抜き出した文章:

+ + +

知事選「あなたの?に答えます」
【質問】新型コロナウイルスの「第4波」で、兵庫県は大阪府と同様に感染の急拡大を抑えられないまま医療崩壊に近い状態を招き、600人以上が亡くなりました。コロナ禍が1年以上続く中、これまでの教訓が生かされていると思えません。対応が甘かったのではないですか。
兵庫県では、2度目の緊急事態宣言が2月末に解除された直後、アルファ株(英国で確認された変異株)による感染再拡大が始まりました。4月5日からの「まん延防止等重点措置」でも感染拡大は収まらず、同月25日に3度目の緊急事態宣言が発令されました。
この第4波に、兵庫は大阪と歩調を合わせて対応してきましたが、井戸敏三知事は6月中旬の会見で「感染力の強い変異株への対応が手遅れになった。(重点措置などの)時期が1週間から10日遅かったかもしれない」と認めています。
県は昨年12月以降、病床を671床(うち重症用110床)から現在の1151床(うち重症用136床)にまで順次拡大しましたが、感染者の急増に追いつけませんでした。

+ + +

渡された資料:

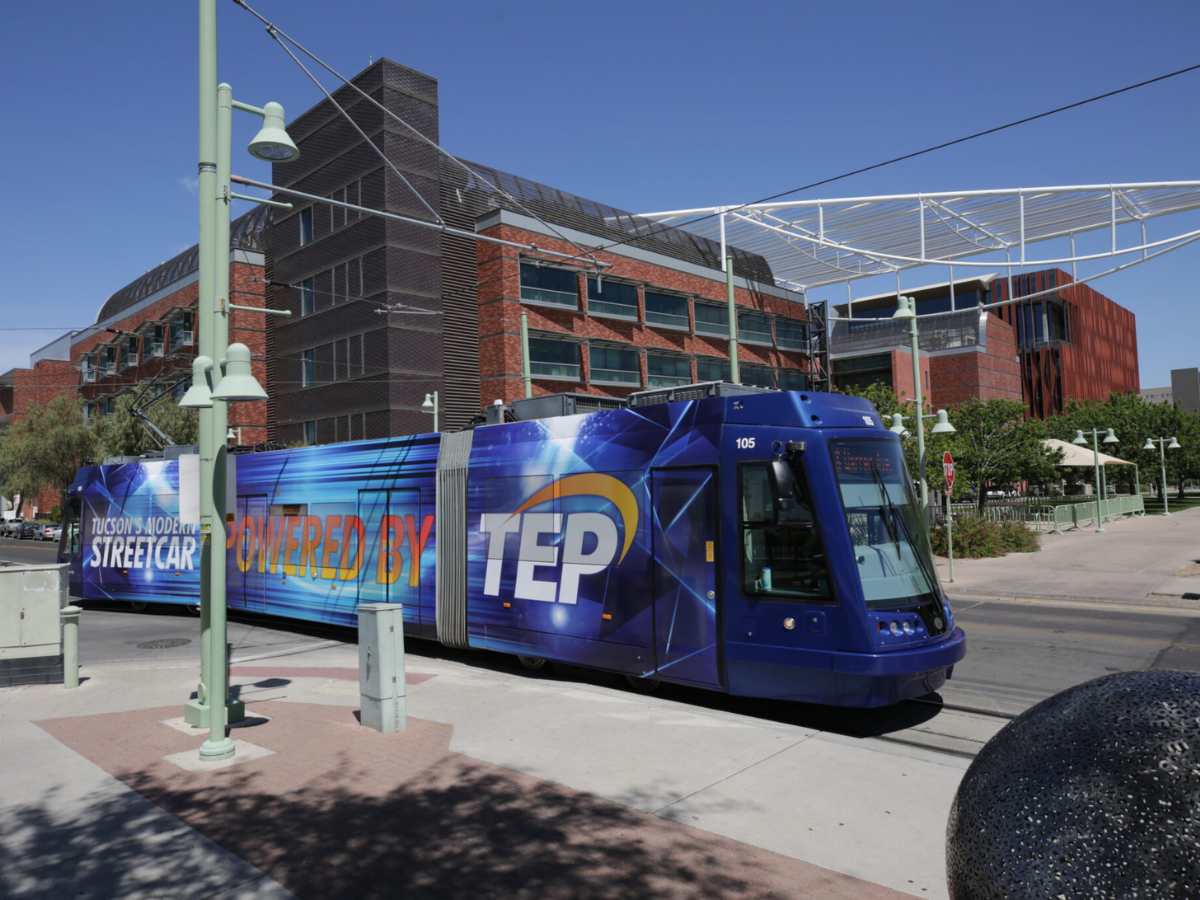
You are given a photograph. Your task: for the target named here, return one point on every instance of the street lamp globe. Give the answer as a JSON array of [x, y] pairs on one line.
[[238, 382], [273, 143], [198, 396], [942, 426]]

+ + +

やること 1: 兵庫県のコロナ対応についての文章の「知事選「あなたの?に答えます」」から「もしれない」と認めています。」までを、「緊急事態宣言」を「非常事態宣言」に置きかえて書き直してください。
やること 2: 兵庫県のコロナ対応についての文章の続きを、最後の文のあとから書き足してください。

答え 1:
知事選「あなたの?に答えます」
【質問】新型コロナウイルスの「第4波」で、兵庫県は大阪府と同様に感染の急拡大を抑えられないまま医療崩壊に近い状態を招き、600人以上が亡くなりました。コロナ禍が1年以上続く中、これまでの教訓が生かされていると思えません。対応が甘かったのではないですか。
兵庫県では、2度目の非常事態宣言が2月末に解除された直後、アルファ株(英国で確認された変異株)による感染再拡大が始まりました。4月5日からの「まん延防止等重点措置」でも感染拡大は収まらず、同月25日に3度目の非常事態宣言が発令されました。
この第4波に、兵庫は大阪と歩調を合わせて対応してきましたが、井戸敏三知事は6月中旬の会見で「感染力の強い変異株への対応が手遅れになった。(重点措置などの)時期が1週間から10日遅かったかもしれない」と認めています。

答え 2:
4月下旬、1週間の新規感染者の1日平均が500人を超え、3~4月、県内で9人が入院できず自宅待機中に死亡しました。5月上旬には入院を待つ患者、自宅療養者がそれぞれ約1800人に上りました。
感染症に詳しい関西福祉大学(赤穂市)の勝田吉彰教授は「新型コロナは人類が経験したことがなく、さらに変異株となれば、宣言などの判断は難しい。次からはより早く手を打てれば」と話します。
今後は県内でもデルタ株(インドで確認された変異株)が広がる兆しがあり、「第5波」への備えが求められます。勝田教授は「行政主導で、感染症に対応する医療従事者の養成は必要」とも指摘します。